▶ **Quoted passage**:
▽

Spark-Prover-X1: Formal Theorem Proving Through Diverse Data Training

TL;DR

Spark-Prover-X1-7B introduces a three-stage training pipeline (continuous pre-training, supervised fine-tuning with expert iteration, and targeted reinforcement learning) to enhance formal theorem proving in a lightweight 7B model. It pairs a formalizer with a prover and leverages novel data augmentation, CoT-augmented state prediction, and sub-goal decomposition to broaden reasoning coverage. The approach achieves state-of-the-art performance among open-source, similarly sized models across multiple benchmarks, including ExamFormal-Bench and PutnamBench, and demonstrates strong capabilities in auto-formalization and formal proof generation. By releasing the models and ExamFormal-Bench, the work provides a practical path for boosting formal reasoning in lightweight LLMs through diverse training data and staged refinement.

△

▶ **Task objective**: Rewrite the Spark-Prover-X1 summary between "Spark-Prover-X1-7B introduces a" and "and staged refinement.", inclusive, replacing "lightweight" with "compact".

Stored dataset items
▽

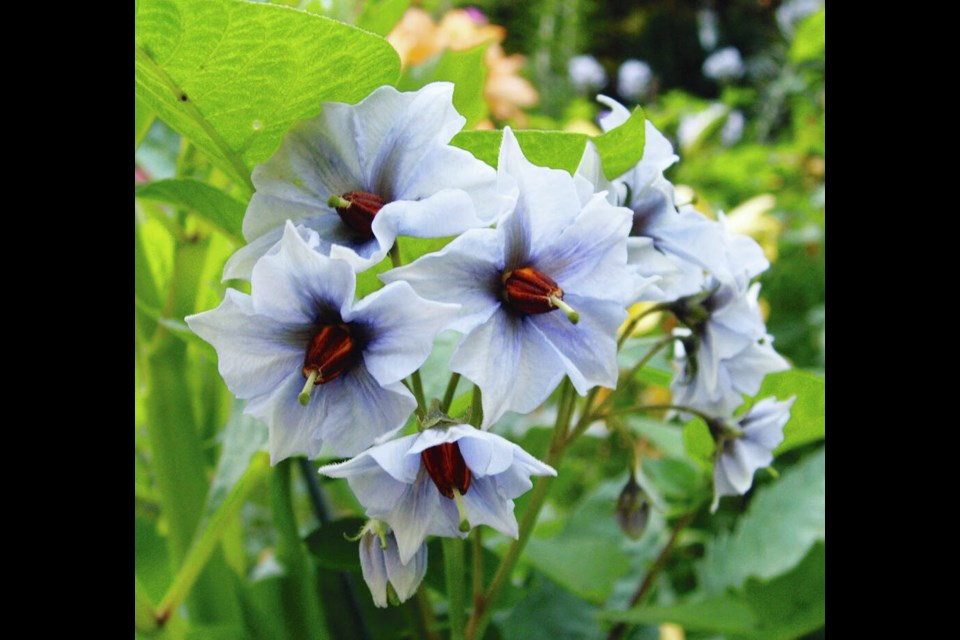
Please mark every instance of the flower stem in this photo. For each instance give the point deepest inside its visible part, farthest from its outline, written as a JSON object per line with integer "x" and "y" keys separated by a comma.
{"x": 477, "y": 625}
{"x": 617, "y": 632}
{"x": 453, "y": 566}
{"x": 450, "y": 392}
{"x": 203, "y": 547}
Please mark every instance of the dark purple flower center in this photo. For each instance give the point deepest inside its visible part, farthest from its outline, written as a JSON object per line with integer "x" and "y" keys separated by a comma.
{"x": 530, "y": 291}
{"x": 332, "y": 351}
{"x": 447, "y": 468}
{"x": 362, "y": 209}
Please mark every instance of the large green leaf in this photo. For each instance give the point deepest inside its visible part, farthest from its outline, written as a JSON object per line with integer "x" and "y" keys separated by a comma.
{"x": 807, "y": 415}
{"x": 380, "y": 16}
{"x": 465, "y": 69}
{"x": 721, "y": 613}
{"x": 212, "y": 204}
{"x": 622, "y": 148}
{"x": 790, "y": 605}
{"x": 784, "y": 520}
{"x": 557, "y": 149}
{"x": 234, "y": 76}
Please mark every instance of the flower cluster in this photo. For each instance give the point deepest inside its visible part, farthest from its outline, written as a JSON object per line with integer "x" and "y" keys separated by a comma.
{"x": 537, "y": 282}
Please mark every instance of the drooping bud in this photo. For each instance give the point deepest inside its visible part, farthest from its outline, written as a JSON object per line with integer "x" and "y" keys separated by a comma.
{"x": 530, "y": 291}
{"x": 332, "y": 351}
{"x": 446, "y": 467}
{"x": 633, "y": 509}
{"x": 357, "y": 209}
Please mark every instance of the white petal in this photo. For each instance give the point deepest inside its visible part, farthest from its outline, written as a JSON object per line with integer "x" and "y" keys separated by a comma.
{"x": 255, "y": 353}
{"x": 297, "y": 282}
{"x": 466, "y": 272}
{"x": 374, "y": 568}
{"x": 363, "y": 412}
{"x": 590, "y": 255}
{"x": 484, "y": 505}
{"x": 589, "y": 348}
{"x": 413, "y": 514}
{"x": 405, "y": 578}
{"x": 402, "y": 327}
{"x": 515, "y": 367}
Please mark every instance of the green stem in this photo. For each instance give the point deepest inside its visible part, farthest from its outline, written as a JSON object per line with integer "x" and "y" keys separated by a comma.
{"x": 418, "y": 394}
{"x": 303, "y": 616}
{"x": 453, "y": 566}
{"x": 476, "y": 407}
{"x": 449, "y": 393}
{"x": 477, "y": 565}
{"x": 202, "y": 549}
{"x": 482, "y": 610}
{"x": 617, "y": 632}
{"x": 650, "y": 407}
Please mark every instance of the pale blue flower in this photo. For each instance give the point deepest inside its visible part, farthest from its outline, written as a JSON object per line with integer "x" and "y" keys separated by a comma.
{"x": 381, "y": 566}
{"x": 725, "y": 352}
{"x": 586, "y": 73}
{"x": 389, "y": 156}
{"x": 517, "y": 353}
{"x": 301, "y": 320}
{"x": 436, "y": 481}
{"x": 633, "y": 79}
{"x": 724, "y": 65}
{"x": 746, "y": 444}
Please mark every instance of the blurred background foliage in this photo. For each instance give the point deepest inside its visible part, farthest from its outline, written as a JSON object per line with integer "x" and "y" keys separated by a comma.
{"x": 749, "y": 129}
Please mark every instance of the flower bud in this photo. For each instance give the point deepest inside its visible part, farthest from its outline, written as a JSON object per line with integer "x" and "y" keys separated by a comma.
{"x": 633, "y": 509}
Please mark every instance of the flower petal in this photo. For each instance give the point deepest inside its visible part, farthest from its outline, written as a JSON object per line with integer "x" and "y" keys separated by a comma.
{"x": 514, "y": 366}
{"x": 588, "y": 349}
{"x": 295, "y": 282}
{"x": 255, "y": 353}
{"x": 466, "y": 272}
{"x": 403, "y": 327}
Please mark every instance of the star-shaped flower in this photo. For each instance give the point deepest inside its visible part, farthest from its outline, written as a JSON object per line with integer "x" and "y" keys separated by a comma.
{"x": 725, "y": 352}
{"x": 439, "y": 480}
{"x": 543, "y": 294}
{"x": 360, "y": 175}
{"x": 313, "y": 365}
{"x": 746, "y": 444}
{"x": 381, "y": 566}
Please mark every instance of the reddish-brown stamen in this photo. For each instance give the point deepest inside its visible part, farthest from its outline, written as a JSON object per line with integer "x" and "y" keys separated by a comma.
{"x": 529, "y": 291}
{"x": 361, "y": 210}
{"x": 445, "y": 465}
{"x": 331, "y": 352}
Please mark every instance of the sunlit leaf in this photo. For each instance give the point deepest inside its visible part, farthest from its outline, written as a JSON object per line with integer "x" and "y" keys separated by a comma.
{"x": 234, "y": 76}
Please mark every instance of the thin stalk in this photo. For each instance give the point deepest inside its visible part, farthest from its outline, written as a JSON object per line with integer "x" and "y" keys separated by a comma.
{"x": 617, "y": 632}
{"x": 450, "y": 392}
{"x": 303, "y": 615}
{"x": 453, "y": 566}
{"x": 204, "y": 545}
{"x": 477, "y": 565}
{"x": 482, "y": 610}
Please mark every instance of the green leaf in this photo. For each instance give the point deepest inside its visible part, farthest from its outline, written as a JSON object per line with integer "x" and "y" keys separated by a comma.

△

▶ **Answer below**:
Spark-Prover-X1-7B introduces a three-stage training pipeline (continuous pre-training, supervised fine-tuning with expert iteration, and targeted reinforcement learning) to enhance formal theorem proving in a compact 7B model. It pairs a formalizer with a prover and leverages novel data augmentation, CoT-augmented state prediction, and sub-goal decomposition to broaden reasoning coverage. The approach achieves state-of-the-art performance among open-source, similarly sized models across multiple benchmarks, including ExamFormal-Bench and PutnamBench, and demonstrates strong capabilities in auto-formalization and formal proof generation. By releasing the models and ExamFormal-Bench, the work provides a practical path for boosting formal reasoning in compact LLMs through diverse training data and staged refinement.